#### EXERCISE:
Display each line of the rows below that contains the word "agricultural".

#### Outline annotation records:
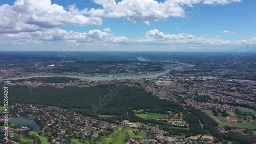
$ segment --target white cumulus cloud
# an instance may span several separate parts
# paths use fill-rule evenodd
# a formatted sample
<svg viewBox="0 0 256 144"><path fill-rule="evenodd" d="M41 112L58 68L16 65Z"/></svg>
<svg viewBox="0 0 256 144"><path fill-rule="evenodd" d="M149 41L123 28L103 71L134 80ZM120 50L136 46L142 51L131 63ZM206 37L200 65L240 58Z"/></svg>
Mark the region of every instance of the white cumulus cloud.
<svg viewBox="0 0 256 144"><path fill-rule="evenodd" d="M102 19L87 17L74 6L71 12L50 0L17 0L13 6L0 6L0 33L42 31L66 25L100 25ZM81 13L84 13L86 12Z"/></svg>

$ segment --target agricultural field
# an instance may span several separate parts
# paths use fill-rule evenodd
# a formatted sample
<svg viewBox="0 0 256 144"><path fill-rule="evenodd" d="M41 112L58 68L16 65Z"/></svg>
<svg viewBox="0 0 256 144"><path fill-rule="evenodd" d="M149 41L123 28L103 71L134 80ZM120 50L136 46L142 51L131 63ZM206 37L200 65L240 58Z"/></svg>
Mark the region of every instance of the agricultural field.
<svg viewBox="0 0 256 144"><path fill-rule="evenodd" d="M37 132L35 132L34 131L30 131L29 134L30 135L34 135L38 136L39 137L39 139L40 139L40 140L41 140L41 142L42 142L42 143L46 143L46 143L50 143L50 142L48 142L48 139L47 139L47 138L46 137L38 135L38 133Z"/></svg>
<svg viewBox="0 0 256 144"><path fill-rule="evenodd" d="M225 126L228 126L232 128L236 128L236 127L227 119L221 116L216 116L213 115L209 115L209 116L212 118L216 122L219 123L219 126L220 126L224 127Z"/></svg>
<svg viewBox="0 0 256 144"><path fill-rule="evenodd" d="M23 142L31 142L31 143L32 143L34 142L34 140L33 139L28 139L27 138L24 137L21 135L17 134L15 133L13 133L13 135L16 137L17 137L20 141Z"/></svg>
<svg viewBox="0 0 256 144"><path fill-rule="evenodd" d="M256 116L256 111L255 111L254 110L252 109L241 107L236 107L236 108L237 108L239 111L241 112L249 112L253 114L254 115Z"/></svg>
<svg viewBox="0 0 256 144"><path fill-rule="evenodd" d="M251 124L246 123L232 123L232 124L237 128L256 130L256 126Z"/></svg>
<svg viewBox="0 0 256 144"><path fill-rule="evenodd" d="M4 106L0 105L0 112L3 111L5 109L4 108Z"/></svg>
<svg viewBox="0 0 256 144"><path fill-rule="evenodd" d="M229 116L235 116L236 115L236 113L234 113L234 112L231 112L231 111L227 111L226 112L226 113L228 114Z"/></svg>
<svg viewBox="0 0 256 144"><path fill-rule="evenodd" d="M211 110L202 110L202 112L205 113L207 115L213 115Z"/></svg>
<svg viewBox="0 0 256 144"><path fill-rule="evenodd" d="M145 138L146 133L144 131L141 131L138 132L138 135L135 135L134 131L139 131L137 129L132 129L129 127L123 127L119 126L118 129L115 130L108 137L101 136L100 138L102 140L101 142L99 143L108 144L108 143L123 143L126 137L136 138L139 137L140 139L144 139ZM127 132L127 135L126 135Z"/></svg>
<svg viewBox="0 0 256 144"><path fill-rule="evenodd" d="M71 143L70 143L71 144L83 144L83 143L86 143L86 144L89 144L90 142L87 141L87 140L84 140L84 143L82 143L82 142L81 142L79 141L79 139L77 139L77 138L71 138Z"/></svg>
<svg viewBox="0 0 256 144"><path fill-rule="evenodd" d="M168 115L166 114L162 113L148 113L148 114L139 114L135 113L135 115L142 118L144 119L152 119L157 118L167 118Z"/></svg>

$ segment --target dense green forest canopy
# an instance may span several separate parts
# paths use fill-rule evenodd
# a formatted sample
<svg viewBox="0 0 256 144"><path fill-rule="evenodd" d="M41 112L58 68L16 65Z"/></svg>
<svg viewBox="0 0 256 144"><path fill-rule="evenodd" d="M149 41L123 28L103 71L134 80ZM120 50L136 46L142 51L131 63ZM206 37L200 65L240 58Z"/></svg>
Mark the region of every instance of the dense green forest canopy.
<svg viewBox="0 0 256 144"><path fill-rule="evenodd" d="M56 88L25 86L9 87L9 102L53 105L76 110L86 115L126 116L134 109L148 109L150 112L182 111L178 104L160 100L151 92L136 87L104 84L91 87Z"/></svg>

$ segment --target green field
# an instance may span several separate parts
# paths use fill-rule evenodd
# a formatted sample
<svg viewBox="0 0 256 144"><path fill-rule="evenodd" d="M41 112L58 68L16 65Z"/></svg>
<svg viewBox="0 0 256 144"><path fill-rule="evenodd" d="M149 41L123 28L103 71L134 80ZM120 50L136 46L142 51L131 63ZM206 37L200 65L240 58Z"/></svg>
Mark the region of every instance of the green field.
<svg viewBox="0 0 256 144"><path fill-rule="evenodd" d="M140 132L139 132L138 135L134 134L133 133L134 131L138 131L139 130L132 129L129 127L119 126L118 127L118 129L115 130L114 132L109 135L108 137L101 136L100 138L102 141L101 142L99 142L99 143L124 143L126 137L126 132L127 132L129 138L139 137L140 139L144 139L145 138L146 133L144 131L141 131Z"/></svg>
<svg viewBox="0 0 256 144"><path fill-rule="evenodd" d="M42 143L50 143L50 142L48 142L48 139L47 137L38 135L38 133L37 132L35 132L34 131L30 131L29 134L31 135L34 135L38 136L39 139L40 139L40 140L41 141L41 142L42 142Z"/></svg>
<svg viewBox="0 0 256 144"><path fill-rule="evenodd" d="M21 135L18 135L15 133L13 133L13 135L16 137L18 138L20 141L23 142L31 142L31 143L32 143L34 141L34 140L33 140L32 139L27 138L24 137L23 136Z"/></svg>
<svg viewBox="0 0 256 144"><path fill-rule="evenodd" d="M202 112L205 112L207 115L213 114L211 110L202 110Z"/></svg>
<svg viewBox="0 0 256 144"><path fill-rule="evenodd" d="M239 111L241 112L250 112L254 115L256 116L256 111L252 109L241 107L236 107L236 108L237 108Z"/></svg>
<svg viewBox="0 0 256 144"><path fill-rule="evenodd" d="M135 115L141 118L142 118L144 119L168 118L168 115L167 114L161 114L161 113L152 113L148 114L135 113Z"/></svg>
<svg viewBox="0 0 256 144"><path fill-rule="evenodd" d="M227 111L226 113L228 114L229 116L236 116L236 113L233 112L231 112L231 111Z"/></svg>
<svg viewBox="0 0 256 144"><path fill-rule="evenodd" d="M239 128L248 129L251 130L256 130L256 126L246 123L233 123L233 125Z"/></svg>
<svg viewBox="0 0 256 144"><path fill-rule="evenodd" d="M81 142L79 142L79 139L72 138L71 138L71 144L73 144L73 143L74 144L83 144L83 143L89 144L90 143L90 142L87 140L84 140L84 143L82 143Z"/></svg>
<svg viewBox="0 0 256 144"><path fill-rule="evenodd" d="M3 111L5 109L4 108L4 106L0 105L0 112Z"/></svg>

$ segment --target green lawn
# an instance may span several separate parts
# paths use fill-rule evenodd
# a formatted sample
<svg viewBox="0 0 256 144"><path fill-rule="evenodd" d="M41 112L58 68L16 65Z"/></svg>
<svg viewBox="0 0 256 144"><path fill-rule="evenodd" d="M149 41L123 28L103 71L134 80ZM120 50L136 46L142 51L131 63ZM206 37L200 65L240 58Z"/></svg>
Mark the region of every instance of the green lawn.
<svg viewBox="0 0 256 144"><path fill-rule="evenodd" d="M3 111L5 109L4 108L4 106L0 105L0 112Z"/></svg>
<svg viewBox="0 0 256 144"><path fill-rule="evenodd" d="M33 143L33 142L34 141L34 140L33 140L32 139L27 138L23 136L18 135L15 133L13 133L13 135L14 136L17 137L19 139L19 140L20 140L20 141L23 142L31 142L31 143Z"/></svg>
<svg viewBox="0 0 256 144"><path fill-rule="evenodd" d="M202 112L205 112L207 115L213 114L212 112L211 112L211 110L203 109L203 110L202 110Z"/></svg>
<svg viewBox="0 0 256 144"><path fill-rule="evenodd" d="M233 112L231 112L231 111L227 111L226 113L228 114L229 116L236 116L236 113Z"/></svg>
<svg viewBox="0 0 256 144"><path fill-rule="evenodd" d="M138 135L136 135L133 133L134 131L138 131L139 130L137 129L132 129L129 127L124 128L123 127L119 126L118 127L118 129L115 130L115 131L110 135L109 135L108 137L101 136L100 138L102 140L102 142L99 142L99 143L123 143L126 137L126 132L127 132L129 137L139 137L140 139L145 138L146 135L145 131L141 131Z"/></svg>
<svg viewBox="0 0 256 144"><path fill-rule="evenodd" d="M253 114L254 115L256 116L256 111L255 111L254 110L252 109L241 107L236 107L236 108L238 109L238 110L240 111L245 112L250 112L252 114Z"/></svg>
<svg viewBox="0 0 256 144"><path fill-rule="evenodd" d="M219 121L220 121L221 122L228 122L228 121L224 117L221 116L215 116Z"/></svg>
<svg viewBox="0 0 256 144"><path fill-rule="evenodd" d="M168 115L167 114L161 114L161 113L152 113L148 114L135 113L135 115L141 118L142 118L144 119L168 118Z"/></svg>
<svg viewBox="0 0 256 144"><path fill-rule="evenodd" d="M239 128L248 129L251 130L256 130L256 126L246 123L233 123L234 125Z"/></svg>
<svg viewBox="0 0 256 144"><path fill-rule="evenodd" d="M89 144L90 142L89 142L87 140L84 139L84 142L85 143L82 143L81 142L79 141L79 139L77 138L71 138L71 144L72 143L75 143L75 144L83 144L83 143L86 143L86 144Z"/></svg>
<svg viewBox="0 0 256 144"><path fill-rule="evenodd" d="M50 142L48 142L47 138L46 137L38 135L38 133L37 132L35 132L34 131L30 131L29 134L31 135L34 135L38 136L39 139L40 139L40 140L41 140L41 142L42 142L42 143L50 143Z"/></svg>
<svg viewBox="0 0 256 144"><path fill-rule="evenodd" d="M235 126L232 124L231 123L225 123L225 122L220 122L219 123L219 126L224 127L225 126L228 126L231 128L236 128Z"/></svg>

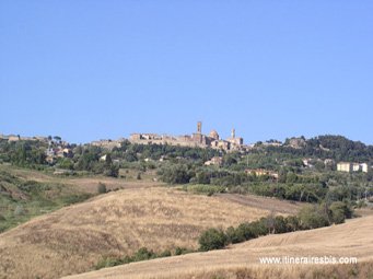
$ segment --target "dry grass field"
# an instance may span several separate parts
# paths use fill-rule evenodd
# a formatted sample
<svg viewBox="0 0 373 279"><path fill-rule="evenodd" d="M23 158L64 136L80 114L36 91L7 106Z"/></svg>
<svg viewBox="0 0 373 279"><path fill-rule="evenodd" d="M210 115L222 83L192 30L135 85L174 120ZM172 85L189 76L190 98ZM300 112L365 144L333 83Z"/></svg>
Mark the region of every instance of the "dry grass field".
<svg viewBox="0 0 373 279"><path fill-rule="evenodd" d="M80 178L80 183L88 185L90 179ZM292 210L293 205L289 212ZM155 252L196 248L198 235L207 228L237 225L268 213L265 208L220 197L166 187L128 187L0 234L0 278L59 278L84 272L102 256L131 255L142 246Z"/></svg>
<svg viewBox="0 0 373 279"><path fill-rule="evenodd" d="M263 236L228 249L195 253L68 277L102 278L373 278L373 216L345 224ZM357 257L358 265L268 265L267 256Z"/></svg>

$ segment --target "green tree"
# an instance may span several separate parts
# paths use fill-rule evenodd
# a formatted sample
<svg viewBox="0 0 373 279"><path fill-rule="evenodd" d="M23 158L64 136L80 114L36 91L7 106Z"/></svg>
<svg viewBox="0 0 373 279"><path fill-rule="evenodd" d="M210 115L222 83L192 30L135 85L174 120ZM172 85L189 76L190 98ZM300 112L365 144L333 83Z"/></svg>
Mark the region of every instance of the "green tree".
<svg viewBox="0 0 373 279"><path fill-rule="evenodd" d="M222 230L209 229L198 240L200 251L220 249L228 244L228 237Z"/></svg>

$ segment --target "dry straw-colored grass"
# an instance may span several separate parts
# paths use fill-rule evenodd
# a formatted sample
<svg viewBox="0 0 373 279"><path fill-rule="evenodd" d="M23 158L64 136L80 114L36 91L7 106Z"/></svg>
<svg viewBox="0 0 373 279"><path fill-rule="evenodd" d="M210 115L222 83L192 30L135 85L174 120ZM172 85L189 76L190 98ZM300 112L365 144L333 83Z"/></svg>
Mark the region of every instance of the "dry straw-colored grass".
<svg viewBox="0 0 373 279"><path fill-rule="evenodd" d="M84 272L101 256L132 254L142 246L156 252L196 248L198 235L207 228L237 225L268 213L165 187L114 191L0 234L0 278Z"/></svg>
<svg viewBox="0 0 373 279"><path fill-rule="evenodd" d="M312 231L263 236L223 251L132 263L69 279L372 278L373 216ZM357 257L359 265L260 265L267 256Z"/></svg>

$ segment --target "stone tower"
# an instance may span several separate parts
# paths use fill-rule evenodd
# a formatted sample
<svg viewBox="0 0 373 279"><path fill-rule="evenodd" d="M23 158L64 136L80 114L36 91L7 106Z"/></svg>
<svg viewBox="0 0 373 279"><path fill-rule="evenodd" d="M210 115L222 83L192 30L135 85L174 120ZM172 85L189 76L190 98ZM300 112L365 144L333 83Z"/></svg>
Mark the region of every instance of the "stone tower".
<svg viewBox="0 0 373 279"><path fill-rule="evenodd" d="M201 121L197 123L197 133L202 133L202 123Z"/></svg>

#### WRITTEN ANSWER:
$ segment --target agricultural field
Mark the region of every instance of the agricultural field.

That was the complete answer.